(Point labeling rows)

-----

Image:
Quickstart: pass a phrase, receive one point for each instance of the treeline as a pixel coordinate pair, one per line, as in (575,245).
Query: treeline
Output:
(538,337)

-----

Exercise task:
Return the rows above word for word, with nothing changed.

Task answer:
Image:
Quickstart: pass a phrase, receive one point for each instance of the treeline as a pixel coordinate pair, one per line, as in (575,245).
Query: treeline
Output:
(538,337)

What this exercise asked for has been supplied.